◆ **EXCERPTED PASSAGE**
Fall Chinook Salmon returns to date are shockingly low on Upper Sacramento River

By Dan Bacher |

After discussing the return of the first Klamath River salmon to Oregon last week for the first time in 114 years, just a few weeks after the completion of the river’s dam removal project, we are faced this week with news of shockingly low numbers of fall-run Chinook salmon returning to spawn to date at the Coleman National Fish Hatchery.


Coleman is located on the upper stretch of the Sacramento River on Battle Creek, a tributary of the Sacramento River below Redding.

The hatchery, after opening its gates to spawning salmon on the first Saturday of October, has taken only 1.68 million eggs as of October 19, 2024. This is only a small fraction of the typical 20 million eggs harvested during the spawning season, according to Scott Artis of the Golden State Salmon Association (GSSA), who described the hatchery as a “salmon ghost town” in a statement. 

Even more telling is that the number of eggs received at the same time last year, one of the worst years on record for salmon spawning at the federal hatchery, was about 6.5 million eggs.

◆ **TASKS TO CARRY OUT**
(a) Answer these questions from the salmon article:
(i) On which creek is the Coleman National Fish Hatchery located?
(ii) How many eggs had the hatchery taken as of October 19, 2024?
(iii) About how many eggs had been received at the same time the year before?
(b) Count the lines of the records that contain the string "wall". Reply with the number only.

◆ **RECORDS TO USE**
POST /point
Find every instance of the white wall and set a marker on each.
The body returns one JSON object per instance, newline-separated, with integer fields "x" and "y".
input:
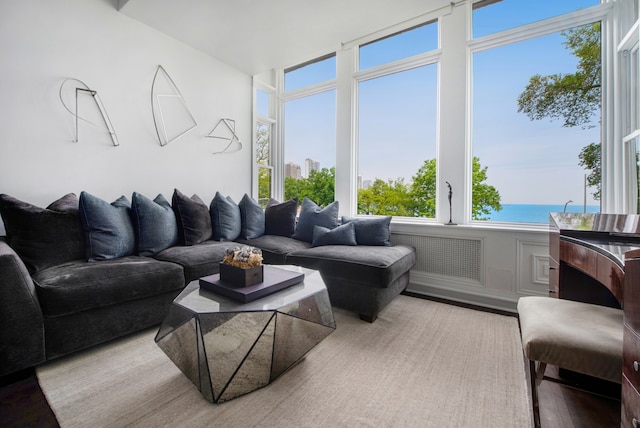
{"x": 43, "y": 42}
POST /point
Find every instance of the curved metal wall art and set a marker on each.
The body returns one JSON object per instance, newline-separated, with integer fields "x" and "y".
{"x": 232, "y": 137}
{"x": 159, "y": 120}
{"x": 79, "y": 88}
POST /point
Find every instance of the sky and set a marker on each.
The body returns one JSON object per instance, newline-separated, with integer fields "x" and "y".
{"x": 397, "y": 113}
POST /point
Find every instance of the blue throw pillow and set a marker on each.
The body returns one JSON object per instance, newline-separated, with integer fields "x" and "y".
{"x": 193, "y": 218}
{"x": 252, "y": 218}
{"x": 225, "y": 218}
{"x": 43, "y": 237}
{"x": 280, "y": 218}
{"x": 154, "y": 223}
{"x": 341, "y": 235}
{"x": 108, "y": 229}
{"x": 312, "y": 215}
{"x": 371, "y": 231}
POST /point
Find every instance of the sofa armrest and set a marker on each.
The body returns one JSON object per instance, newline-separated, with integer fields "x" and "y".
{"x": 21, "y": 320}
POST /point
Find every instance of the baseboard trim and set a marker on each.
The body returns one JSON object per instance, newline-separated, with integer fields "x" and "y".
{"x": 478, "y": 298}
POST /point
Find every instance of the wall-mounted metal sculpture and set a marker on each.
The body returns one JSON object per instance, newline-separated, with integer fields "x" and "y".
{"x": 79, "y": 87}
{"x": 226, "y": 132}
{"x": 161, "y": 105}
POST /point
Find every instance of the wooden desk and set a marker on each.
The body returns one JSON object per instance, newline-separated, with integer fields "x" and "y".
{"x": 595, "y": 258}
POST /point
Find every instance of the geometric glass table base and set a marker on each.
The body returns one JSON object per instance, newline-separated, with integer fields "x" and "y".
{"x": 227, "y": 348}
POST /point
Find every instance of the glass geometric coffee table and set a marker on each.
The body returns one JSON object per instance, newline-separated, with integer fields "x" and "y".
{"x": 228, "y": 348}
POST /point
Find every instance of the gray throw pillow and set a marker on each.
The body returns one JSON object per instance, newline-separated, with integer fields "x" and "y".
{"x": 43, "y": 237}
{"x": 154, "y": 223}
{"x": 341, "y": 235}
{"x": 371, "y": 231}
{"x": 280, "y": 218}
{"x": 312, "y": 215}
{"x": 193, "y": 218}
{"x": 108, "y": 229}
{"x": 252, "y": 218}
{"x": 225, "y": 218}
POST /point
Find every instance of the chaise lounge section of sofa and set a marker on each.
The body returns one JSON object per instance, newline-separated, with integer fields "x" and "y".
{"x": 82, "y": 271}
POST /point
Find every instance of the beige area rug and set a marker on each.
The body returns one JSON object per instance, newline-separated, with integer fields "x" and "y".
{"x": 420, "y": 364}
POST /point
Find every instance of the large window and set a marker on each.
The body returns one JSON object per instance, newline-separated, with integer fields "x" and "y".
{"x": 397, "y": 117}
{"x": 309, "y": 132}
{"x": 506, "y": 14}
{"x": 265, "y": 123}
{"x": 511, "y": 117}
{"x": 397, "y": 143}
{"x": 536, "y": 120}
{"x": 629, "y": 91}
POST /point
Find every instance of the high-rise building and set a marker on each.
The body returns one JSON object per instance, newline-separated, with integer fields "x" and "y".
{"x": 292, "y": 170}
{"x": 311, "y": 165}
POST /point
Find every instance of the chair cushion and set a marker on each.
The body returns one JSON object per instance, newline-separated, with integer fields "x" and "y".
{"x": 375, "y": 266}
{"x": 312, "y": 215}
{"x": 225, "y": 218}
{"x": 371, "y": 231}
{"x": 280, "y": 218}
{"x": 154, "y": 223}
{"x": 252, "y": 218}
{"x": 342, "y": 235}
{"x": 108, "y": 229}
{"x": 275, "y": 248}
{"x": 43, "y": 237}
{"x": 573, "y": 335}
{"x": 79, "y": 286}
{"x": 193, "y": 217}
{"x": 197, "y": 260}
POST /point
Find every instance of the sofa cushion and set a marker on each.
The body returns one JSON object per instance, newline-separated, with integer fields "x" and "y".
{"x": 275, "y": 248}
{"x": 371, "y": 231}
{"x": 280, "y": 218}
{"x": 197, "y": 260}
{"x": 312, "y": 215}
{"x": 154, "y": 223}
{"x": 375, "y": 266}
{"x": 251, "y": 218}
{"x": 108, "y": 229}
{"x": 79, "y": 286}
{"x": 225, "y": 218}
{"x": 342, "y": 235}
{"x": 193, "y": 217}
{"x": 43, "y": 237}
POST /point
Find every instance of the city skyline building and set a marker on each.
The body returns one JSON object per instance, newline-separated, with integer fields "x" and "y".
{"x": 292, "y": 170}
{"x": 310, "y": 165}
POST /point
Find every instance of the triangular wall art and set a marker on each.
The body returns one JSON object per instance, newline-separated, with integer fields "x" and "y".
{"x": 76, "y": 90}
{"x": 225, "y": 129}
{"x": 172, "y": 117}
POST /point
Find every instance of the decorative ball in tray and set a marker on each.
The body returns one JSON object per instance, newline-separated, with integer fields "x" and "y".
{"x": 242, "y": 267}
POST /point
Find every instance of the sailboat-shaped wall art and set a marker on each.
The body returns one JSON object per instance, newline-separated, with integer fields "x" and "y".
{"x": 172, "y": 117}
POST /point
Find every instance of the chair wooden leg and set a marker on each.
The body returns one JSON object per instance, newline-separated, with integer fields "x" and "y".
{"x": 534, "y": 374}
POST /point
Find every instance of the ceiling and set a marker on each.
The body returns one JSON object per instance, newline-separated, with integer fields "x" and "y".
{"x": 257, "y": 35}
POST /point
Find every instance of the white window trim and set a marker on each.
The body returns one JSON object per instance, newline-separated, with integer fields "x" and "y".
{"x": 348, "y": 75}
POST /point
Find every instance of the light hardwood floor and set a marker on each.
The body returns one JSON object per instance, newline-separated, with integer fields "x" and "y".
{"x": 565, "y": 406}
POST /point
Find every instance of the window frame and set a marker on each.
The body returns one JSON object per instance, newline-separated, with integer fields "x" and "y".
{"x": 452, "y": 19}
{"x": 271, "y": 122}
{"x": 599, "y": 13}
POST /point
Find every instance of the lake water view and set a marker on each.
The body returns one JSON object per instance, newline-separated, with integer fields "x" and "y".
{"x": 530, "y": 213}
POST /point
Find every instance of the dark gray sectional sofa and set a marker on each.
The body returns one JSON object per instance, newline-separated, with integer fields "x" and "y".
{"x": 63, "y": 288}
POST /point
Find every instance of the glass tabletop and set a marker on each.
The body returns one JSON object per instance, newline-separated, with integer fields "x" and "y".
{"x": 200, "y": 300}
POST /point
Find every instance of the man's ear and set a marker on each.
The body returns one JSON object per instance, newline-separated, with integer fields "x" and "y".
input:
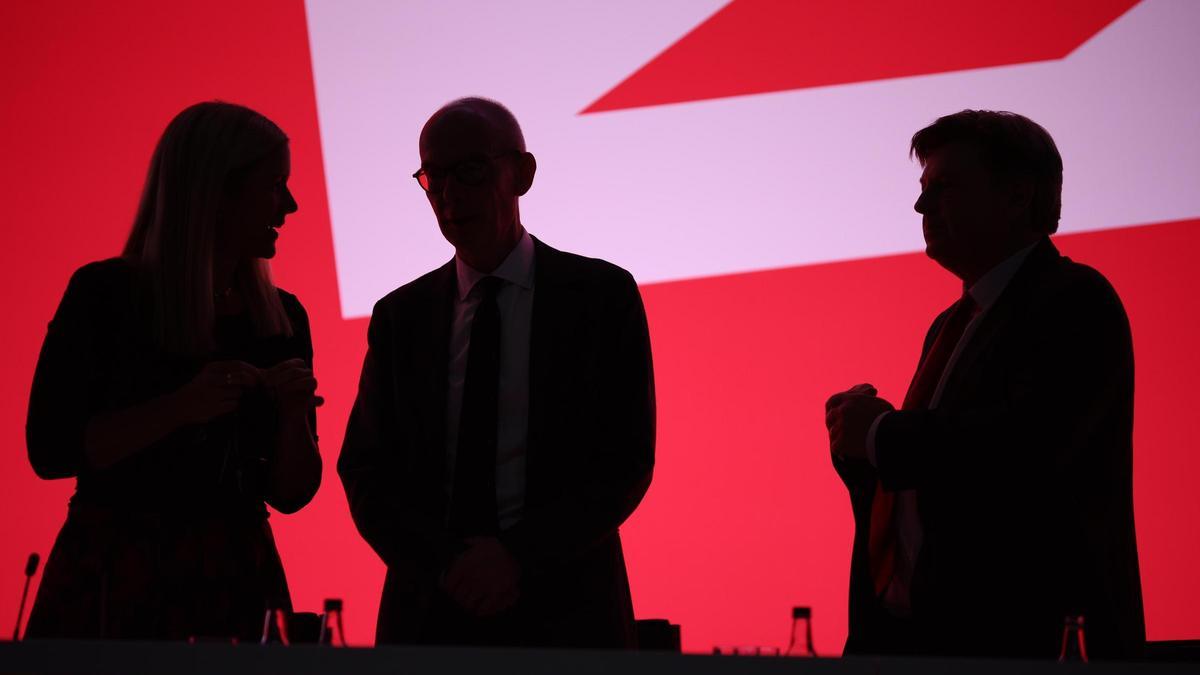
{"x": 527, "y": 166}
{"x": 1020, "y": 198}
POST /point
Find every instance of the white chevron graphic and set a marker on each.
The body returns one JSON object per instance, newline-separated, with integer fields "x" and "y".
{"x": 721, "y": 186}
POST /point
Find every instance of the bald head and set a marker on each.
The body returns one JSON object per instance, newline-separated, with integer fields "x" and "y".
{"x": 497, "y": 123}
{"x": 475, "y": 167}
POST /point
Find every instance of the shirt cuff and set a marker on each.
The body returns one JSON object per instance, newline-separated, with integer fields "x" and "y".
{"x": 870, "y": 437}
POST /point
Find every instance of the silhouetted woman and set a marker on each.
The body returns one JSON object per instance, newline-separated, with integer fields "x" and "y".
{"x": 175, "y": 386}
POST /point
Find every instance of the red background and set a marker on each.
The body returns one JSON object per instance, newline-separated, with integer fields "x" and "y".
{"x": 745, "y": 517}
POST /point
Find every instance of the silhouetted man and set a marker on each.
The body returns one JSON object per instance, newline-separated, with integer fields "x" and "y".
{"x": 999, "y": 499}
{"x": 504, "y": 424}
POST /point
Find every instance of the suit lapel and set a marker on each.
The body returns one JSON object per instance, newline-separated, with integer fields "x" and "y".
{"x": 433, "y": 371}
{"x": 999, "y": 317}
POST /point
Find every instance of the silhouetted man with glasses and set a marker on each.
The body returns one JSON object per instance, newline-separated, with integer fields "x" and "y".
{"x": 504, "y": 423}
{"x": 997, "y": 500}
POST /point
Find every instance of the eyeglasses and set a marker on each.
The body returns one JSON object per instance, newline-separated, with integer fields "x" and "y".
{"x": 469, "y": 172}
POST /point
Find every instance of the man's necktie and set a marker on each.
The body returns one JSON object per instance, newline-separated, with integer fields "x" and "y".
{"x": 882, "y": 542}
{"x": 473, "y": 503}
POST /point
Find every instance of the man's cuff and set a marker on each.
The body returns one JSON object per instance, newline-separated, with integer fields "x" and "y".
{"x": 870, "y": 437}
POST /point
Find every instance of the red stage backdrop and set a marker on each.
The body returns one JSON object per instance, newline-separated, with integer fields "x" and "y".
{"x": 755, "y": 316}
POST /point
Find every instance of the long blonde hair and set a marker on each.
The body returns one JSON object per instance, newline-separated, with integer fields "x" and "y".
{"x": 173, "y": 239}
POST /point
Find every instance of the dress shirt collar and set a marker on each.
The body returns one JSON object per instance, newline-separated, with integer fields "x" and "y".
{"x": 517, "y": 268}
{"x": 988, "y": 288}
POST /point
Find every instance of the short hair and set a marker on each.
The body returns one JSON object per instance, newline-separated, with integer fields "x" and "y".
{"x": 498, "y": 117}
{"x": 1013, "y": 145}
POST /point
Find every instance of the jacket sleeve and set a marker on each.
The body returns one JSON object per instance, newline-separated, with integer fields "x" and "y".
{"x": 617, "y": 476}
{"x": 388, "y": 517}
{"x": 66, "y": 381}
{"x": 1069, "y": 375}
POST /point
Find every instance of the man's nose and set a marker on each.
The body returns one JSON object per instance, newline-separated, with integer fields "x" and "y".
{"x": 921, "y": 205}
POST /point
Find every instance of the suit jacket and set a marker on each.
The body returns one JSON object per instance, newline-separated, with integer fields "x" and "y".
{"x": 1024, "y": 479}
{"x": 589, "y": 454}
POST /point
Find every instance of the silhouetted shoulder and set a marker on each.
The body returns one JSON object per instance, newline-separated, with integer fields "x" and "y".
{"x": 600, "y": 276}
{"x": 415, "y": 292}
{"x": 1080, "y": 281}
{"x": 97, "y": 287}
{"x": 111, "y": 274}
{"x": 292, "y": 306}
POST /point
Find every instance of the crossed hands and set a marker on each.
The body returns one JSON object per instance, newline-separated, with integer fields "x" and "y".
{"x": 483, "y": 580}
{"x": 220, "y": 386}
{"x": 849, "y": 418}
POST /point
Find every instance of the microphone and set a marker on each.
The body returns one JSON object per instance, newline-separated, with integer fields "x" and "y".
{"x": 30, "y": 569}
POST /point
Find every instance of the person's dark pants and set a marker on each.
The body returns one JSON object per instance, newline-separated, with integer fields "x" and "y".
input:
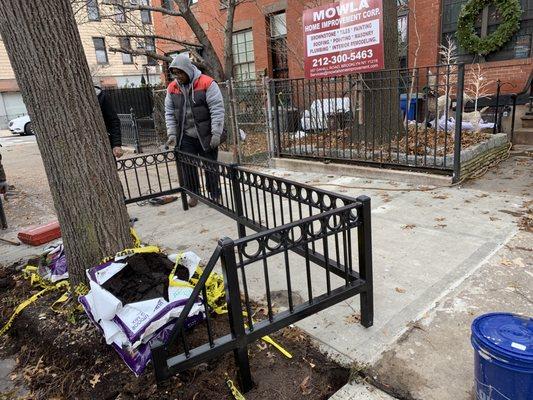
{"x": 190, "y": 174}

◆ **THE SOLUTIONS**
(a)
(i) Battle Creek
(ii) 1.68 million
(iii) About 6.5 million

(b) 5